**PROBLEM TO SOLVE**
Only the lines from the one containing "In this photo, where can the stacked" through the end of the material are to be echoed, each exactly as it appears.

## Begin LISTING

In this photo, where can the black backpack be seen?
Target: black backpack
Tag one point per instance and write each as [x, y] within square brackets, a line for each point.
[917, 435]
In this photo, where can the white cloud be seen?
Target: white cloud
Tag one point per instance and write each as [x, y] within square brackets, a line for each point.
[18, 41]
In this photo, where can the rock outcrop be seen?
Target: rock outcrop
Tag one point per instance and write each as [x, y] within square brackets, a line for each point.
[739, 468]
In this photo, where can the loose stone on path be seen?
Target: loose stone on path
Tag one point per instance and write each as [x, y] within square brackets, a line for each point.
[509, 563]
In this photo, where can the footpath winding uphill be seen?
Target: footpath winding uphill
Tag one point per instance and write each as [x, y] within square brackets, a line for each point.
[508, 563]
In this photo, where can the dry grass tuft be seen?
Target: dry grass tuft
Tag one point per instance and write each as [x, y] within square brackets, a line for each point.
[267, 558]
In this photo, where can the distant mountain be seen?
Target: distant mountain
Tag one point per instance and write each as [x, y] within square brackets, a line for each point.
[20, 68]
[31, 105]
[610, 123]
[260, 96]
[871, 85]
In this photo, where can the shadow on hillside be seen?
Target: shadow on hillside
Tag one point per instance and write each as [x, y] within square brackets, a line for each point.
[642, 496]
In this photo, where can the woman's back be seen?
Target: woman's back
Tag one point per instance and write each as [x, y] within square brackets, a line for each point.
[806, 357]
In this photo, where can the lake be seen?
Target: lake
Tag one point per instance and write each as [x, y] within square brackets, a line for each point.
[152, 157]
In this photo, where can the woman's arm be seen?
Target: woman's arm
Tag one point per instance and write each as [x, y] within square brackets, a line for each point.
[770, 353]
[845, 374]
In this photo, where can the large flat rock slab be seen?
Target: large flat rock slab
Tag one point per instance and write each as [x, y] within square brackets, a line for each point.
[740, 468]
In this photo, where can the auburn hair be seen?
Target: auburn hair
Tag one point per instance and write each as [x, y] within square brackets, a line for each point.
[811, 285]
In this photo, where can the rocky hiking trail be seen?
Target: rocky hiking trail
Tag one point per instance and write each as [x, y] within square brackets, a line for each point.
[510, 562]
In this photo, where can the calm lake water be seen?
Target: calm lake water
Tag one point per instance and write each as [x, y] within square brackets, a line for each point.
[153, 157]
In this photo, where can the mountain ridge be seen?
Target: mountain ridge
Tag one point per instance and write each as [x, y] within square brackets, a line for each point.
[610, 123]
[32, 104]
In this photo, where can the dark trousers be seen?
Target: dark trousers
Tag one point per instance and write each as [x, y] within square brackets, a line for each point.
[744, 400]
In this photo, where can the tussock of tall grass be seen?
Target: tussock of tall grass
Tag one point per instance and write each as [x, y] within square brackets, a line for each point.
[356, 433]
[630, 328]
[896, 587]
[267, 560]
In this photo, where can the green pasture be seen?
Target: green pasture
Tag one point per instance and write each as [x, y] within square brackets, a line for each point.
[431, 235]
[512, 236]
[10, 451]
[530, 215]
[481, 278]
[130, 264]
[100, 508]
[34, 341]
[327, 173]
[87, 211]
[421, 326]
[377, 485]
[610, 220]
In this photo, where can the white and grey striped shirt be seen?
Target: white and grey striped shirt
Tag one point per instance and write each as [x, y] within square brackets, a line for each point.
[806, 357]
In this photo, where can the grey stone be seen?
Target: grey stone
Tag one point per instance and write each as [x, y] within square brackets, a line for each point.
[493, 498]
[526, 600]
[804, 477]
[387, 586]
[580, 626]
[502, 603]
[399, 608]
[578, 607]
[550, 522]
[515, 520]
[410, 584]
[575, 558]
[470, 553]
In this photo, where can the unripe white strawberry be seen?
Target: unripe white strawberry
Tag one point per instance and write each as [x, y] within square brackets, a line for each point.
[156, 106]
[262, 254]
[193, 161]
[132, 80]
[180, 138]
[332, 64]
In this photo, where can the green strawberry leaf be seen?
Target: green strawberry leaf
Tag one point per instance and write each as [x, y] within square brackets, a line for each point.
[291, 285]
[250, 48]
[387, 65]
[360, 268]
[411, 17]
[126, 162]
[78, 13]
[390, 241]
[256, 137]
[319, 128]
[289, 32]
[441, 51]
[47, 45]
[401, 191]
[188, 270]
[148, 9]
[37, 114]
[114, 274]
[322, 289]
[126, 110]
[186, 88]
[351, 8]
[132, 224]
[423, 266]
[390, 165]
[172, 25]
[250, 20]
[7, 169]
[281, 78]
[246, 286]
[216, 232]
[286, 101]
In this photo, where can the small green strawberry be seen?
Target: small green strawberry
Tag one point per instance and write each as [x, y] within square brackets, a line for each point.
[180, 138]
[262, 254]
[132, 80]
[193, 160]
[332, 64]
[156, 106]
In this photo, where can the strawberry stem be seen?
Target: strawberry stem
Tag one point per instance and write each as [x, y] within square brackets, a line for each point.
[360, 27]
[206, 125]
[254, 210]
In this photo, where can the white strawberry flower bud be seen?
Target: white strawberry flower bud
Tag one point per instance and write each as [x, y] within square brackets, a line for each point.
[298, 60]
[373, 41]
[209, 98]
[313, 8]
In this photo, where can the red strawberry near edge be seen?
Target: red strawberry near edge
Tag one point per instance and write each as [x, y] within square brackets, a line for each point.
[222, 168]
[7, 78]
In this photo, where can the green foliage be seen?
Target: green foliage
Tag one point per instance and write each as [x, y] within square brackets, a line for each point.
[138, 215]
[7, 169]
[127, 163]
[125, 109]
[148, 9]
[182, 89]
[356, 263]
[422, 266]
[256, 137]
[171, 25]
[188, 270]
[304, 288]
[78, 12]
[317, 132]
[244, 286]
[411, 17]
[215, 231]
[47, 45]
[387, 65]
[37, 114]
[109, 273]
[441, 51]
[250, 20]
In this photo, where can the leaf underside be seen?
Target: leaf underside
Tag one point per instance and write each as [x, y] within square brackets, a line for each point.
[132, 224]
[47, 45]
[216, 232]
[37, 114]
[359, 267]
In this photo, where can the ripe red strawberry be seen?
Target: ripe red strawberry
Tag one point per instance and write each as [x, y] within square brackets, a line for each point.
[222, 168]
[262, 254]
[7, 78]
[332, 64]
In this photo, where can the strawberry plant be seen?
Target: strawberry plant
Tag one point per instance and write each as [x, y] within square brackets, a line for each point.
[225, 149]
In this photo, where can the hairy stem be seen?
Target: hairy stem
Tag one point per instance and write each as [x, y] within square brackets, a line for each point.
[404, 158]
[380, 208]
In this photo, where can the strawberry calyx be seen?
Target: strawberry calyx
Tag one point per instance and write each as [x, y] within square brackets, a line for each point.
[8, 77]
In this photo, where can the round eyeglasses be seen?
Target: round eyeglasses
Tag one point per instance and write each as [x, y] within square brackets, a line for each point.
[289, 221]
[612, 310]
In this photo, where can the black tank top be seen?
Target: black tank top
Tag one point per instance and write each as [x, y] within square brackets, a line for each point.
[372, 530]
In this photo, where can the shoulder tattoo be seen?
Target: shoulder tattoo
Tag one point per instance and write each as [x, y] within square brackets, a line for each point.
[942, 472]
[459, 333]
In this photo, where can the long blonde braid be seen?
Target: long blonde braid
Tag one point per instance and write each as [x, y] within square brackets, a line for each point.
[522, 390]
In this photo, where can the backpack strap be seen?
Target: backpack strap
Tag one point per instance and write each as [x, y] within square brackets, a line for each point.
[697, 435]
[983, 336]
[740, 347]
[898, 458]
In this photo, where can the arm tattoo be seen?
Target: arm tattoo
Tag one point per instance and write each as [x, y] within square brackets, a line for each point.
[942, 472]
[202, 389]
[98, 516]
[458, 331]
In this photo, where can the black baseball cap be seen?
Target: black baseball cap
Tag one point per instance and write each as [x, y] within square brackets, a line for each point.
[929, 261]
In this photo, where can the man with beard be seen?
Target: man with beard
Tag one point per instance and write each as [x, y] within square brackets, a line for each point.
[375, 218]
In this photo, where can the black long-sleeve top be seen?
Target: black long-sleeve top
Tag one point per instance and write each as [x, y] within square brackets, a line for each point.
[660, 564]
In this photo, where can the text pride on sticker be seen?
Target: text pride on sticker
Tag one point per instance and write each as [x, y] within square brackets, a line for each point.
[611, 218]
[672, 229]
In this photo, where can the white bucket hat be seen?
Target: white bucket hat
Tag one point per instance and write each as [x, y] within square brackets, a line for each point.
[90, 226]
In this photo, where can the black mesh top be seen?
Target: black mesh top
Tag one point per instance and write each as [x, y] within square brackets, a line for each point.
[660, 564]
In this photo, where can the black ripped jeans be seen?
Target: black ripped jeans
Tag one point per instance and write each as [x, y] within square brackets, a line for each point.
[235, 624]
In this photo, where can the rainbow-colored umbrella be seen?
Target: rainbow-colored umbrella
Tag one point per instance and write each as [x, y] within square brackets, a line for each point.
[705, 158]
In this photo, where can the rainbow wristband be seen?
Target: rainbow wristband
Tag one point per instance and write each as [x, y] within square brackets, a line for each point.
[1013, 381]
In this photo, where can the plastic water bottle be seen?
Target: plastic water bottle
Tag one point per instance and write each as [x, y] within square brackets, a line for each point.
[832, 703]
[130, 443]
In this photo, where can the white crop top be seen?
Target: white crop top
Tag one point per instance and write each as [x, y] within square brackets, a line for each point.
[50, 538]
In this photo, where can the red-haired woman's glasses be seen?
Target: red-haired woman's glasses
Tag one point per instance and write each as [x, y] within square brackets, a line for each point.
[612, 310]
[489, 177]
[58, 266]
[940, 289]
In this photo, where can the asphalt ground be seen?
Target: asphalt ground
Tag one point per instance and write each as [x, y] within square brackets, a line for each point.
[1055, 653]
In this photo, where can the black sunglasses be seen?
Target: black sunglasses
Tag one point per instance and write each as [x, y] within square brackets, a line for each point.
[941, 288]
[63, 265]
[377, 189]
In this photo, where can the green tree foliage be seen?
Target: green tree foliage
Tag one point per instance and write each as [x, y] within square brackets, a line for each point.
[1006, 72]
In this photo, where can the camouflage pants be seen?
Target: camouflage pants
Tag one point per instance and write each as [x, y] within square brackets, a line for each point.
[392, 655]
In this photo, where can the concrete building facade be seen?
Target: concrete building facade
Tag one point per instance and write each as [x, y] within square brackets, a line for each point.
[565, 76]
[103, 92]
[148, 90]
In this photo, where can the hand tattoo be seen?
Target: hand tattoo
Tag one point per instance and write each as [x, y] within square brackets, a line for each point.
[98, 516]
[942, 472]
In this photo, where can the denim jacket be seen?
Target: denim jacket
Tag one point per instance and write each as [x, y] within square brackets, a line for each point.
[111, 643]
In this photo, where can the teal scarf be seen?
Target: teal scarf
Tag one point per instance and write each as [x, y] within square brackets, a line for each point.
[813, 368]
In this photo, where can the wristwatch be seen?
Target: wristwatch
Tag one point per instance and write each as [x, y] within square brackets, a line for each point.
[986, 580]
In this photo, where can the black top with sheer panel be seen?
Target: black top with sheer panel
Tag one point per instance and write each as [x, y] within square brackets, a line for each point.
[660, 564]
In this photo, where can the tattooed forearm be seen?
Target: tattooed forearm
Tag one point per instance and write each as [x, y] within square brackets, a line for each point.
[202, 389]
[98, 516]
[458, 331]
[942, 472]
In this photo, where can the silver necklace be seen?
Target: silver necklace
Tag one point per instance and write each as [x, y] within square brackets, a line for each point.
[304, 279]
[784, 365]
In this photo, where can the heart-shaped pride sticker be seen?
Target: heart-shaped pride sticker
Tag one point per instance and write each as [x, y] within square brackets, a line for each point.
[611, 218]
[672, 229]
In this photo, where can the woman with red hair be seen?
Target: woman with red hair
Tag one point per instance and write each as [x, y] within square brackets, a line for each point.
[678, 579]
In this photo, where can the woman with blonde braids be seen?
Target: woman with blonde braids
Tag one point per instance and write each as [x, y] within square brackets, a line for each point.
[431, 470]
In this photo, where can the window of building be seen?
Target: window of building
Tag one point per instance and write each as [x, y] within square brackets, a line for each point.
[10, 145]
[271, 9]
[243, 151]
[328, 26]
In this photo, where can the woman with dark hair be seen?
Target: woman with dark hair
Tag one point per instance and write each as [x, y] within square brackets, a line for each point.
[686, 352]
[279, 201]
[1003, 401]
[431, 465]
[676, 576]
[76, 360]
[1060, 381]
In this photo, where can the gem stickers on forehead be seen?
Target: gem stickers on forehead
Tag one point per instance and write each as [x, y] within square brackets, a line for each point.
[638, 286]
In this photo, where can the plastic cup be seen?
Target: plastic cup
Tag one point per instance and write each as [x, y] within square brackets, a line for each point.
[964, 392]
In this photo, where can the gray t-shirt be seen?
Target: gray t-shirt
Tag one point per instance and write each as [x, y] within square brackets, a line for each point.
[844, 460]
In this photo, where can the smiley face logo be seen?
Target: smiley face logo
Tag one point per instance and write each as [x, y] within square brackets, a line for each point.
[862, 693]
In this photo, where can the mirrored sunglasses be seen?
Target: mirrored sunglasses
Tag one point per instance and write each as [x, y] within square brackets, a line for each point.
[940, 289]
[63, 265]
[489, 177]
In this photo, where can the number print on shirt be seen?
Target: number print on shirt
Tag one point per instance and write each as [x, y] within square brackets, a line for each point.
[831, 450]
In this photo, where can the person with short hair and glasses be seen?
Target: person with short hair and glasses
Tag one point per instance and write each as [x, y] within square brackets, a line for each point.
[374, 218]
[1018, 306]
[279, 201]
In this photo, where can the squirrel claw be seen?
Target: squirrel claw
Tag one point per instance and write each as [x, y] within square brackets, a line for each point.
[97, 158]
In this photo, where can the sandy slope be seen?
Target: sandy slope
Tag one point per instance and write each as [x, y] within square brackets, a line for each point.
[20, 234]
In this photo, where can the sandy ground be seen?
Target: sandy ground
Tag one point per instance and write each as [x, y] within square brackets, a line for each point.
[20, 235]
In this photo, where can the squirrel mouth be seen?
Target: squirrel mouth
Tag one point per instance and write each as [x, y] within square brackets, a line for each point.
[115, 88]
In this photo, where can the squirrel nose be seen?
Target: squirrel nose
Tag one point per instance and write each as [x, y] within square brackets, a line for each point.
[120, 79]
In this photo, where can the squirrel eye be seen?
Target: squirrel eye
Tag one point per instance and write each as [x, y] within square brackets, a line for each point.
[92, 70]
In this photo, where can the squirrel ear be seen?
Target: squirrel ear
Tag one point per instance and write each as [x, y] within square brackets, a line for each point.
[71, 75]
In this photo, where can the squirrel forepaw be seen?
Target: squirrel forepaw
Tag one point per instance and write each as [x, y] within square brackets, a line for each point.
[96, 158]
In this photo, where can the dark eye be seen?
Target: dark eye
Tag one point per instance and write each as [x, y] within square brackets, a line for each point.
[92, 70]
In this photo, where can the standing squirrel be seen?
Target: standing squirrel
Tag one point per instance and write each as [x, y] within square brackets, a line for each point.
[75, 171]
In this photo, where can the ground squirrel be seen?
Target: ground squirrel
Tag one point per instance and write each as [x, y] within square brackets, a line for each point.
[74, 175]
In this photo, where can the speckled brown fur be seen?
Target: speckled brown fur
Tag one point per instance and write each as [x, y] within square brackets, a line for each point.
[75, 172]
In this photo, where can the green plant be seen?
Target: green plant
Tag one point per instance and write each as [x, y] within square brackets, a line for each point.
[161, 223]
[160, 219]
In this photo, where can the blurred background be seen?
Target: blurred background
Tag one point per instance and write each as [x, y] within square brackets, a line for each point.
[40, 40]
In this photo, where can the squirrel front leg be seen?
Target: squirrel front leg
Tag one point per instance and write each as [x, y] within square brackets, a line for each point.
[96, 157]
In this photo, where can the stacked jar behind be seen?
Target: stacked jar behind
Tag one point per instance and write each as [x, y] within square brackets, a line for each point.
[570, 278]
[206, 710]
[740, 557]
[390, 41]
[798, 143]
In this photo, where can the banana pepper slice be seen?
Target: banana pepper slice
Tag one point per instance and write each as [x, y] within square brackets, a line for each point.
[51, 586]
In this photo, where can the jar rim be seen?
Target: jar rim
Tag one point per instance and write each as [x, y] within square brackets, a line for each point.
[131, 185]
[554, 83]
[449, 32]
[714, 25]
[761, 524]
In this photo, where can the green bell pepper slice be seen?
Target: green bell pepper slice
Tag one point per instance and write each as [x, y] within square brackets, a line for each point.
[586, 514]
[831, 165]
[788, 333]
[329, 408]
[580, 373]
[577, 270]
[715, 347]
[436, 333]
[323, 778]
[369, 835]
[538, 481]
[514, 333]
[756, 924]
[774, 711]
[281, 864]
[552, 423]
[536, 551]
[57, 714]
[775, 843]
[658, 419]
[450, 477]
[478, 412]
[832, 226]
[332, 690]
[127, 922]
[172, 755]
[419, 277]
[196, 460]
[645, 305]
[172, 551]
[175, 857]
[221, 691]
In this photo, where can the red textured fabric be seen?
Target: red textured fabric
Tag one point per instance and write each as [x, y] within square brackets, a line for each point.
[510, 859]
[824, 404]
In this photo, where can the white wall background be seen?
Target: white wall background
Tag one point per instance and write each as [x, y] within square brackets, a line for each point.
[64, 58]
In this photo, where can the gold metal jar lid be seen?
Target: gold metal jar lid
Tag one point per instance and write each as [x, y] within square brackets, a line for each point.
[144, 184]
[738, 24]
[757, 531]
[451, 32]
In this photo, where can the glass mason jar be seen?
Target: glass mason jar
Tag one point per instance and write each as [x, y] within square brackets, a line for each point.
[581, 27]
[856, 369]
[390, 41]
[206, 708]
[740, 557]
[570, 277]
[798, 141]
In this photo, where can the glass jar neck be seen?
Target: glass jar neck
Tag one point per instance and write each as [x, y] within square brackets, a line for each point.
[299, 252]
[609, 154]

## End LISTING

**ANSWER TO THE TASK**
In this photo, where can the stacked jar behind be seen?
Target: stacked jar behind
Tag one point per instance and write each as [x, y] within square brackets, a line for each point.
[570, 278]
[206, 710]
[740, 557]
[390, 41]
[798, 143]
In this photo, where can the banana pepper slice be seen?
Target: banana pepper slice
Tag one point per instance and write each as [x, y] within square brackets, a line for each point.
[51, 586]
In this photo, where can the jar rim be seen?
Target: jar rim
Tag one point per instance and write each as [x, y] within square brackets, a line for each point.
[131, 185]
[554, 83]
[449, 32]
[714, 25]
[761, 524]
In this photo, where can the green bell pepper slice be seen?
Target: green bell pepper slice
Tag one point per instance and write each as [x, y] within square brackets, a line for each point.
[586, 514]
[831, 165]
[788, 333]
[329, 408]
[580, 373]
[577, 270]
[715, 347]
[436, 333]
[323, 778]
[369, 835]
[538, 481]
[514, 333]
[756, 924]
[774, 711]
[281, 864]
[552, 423]
[536, 551]
[57, 714]
[775, 843]
[658, 419]
[450, 477]
[478, 412]
[832, 226]
[332, 690]
[127, 922]
[172, 755]
[419, 277]
[196, 460]
[645, 305]
[172, 551]
[175, 857]
[221, 691]
In this photo, where can the red textured fabric be seen?
Target: red textured fabric
Tag one point per instance and write each as [x, y] within square brackets, a line for each point.
[510, 859]
[824, 404]
In this photo, where can the white wall background be seen?
Target: white wall background
Tag one point per instance and write each as [x, y] within square brackets, a line for each point.
[64, 58]
In this photo, where can the gold metal jar lid be seen?
Target: gold metal jar lid
Tag one point per instance and write each as [x, y] within square brackets, a line for each point.
[144, 184]
[738, 24]
[757, 531]
[451, 32]
In this photo, where can the glass mason jar be seen?
Target: glass mason jar
Tag one point per instance and write each as [x, y] within square brackets, a line for each point.
[581, 27]
[856, 369]
[390, 41]
[206, 708]
[740, 557]
[570, 277]
[798, 141]
In this photo, where can the glass jar neck be seen?
Target: glass jar neck
Tag one point per instance and write each as [x, y] within square brackets, a line for each point.
[299, 252]
[609, 154]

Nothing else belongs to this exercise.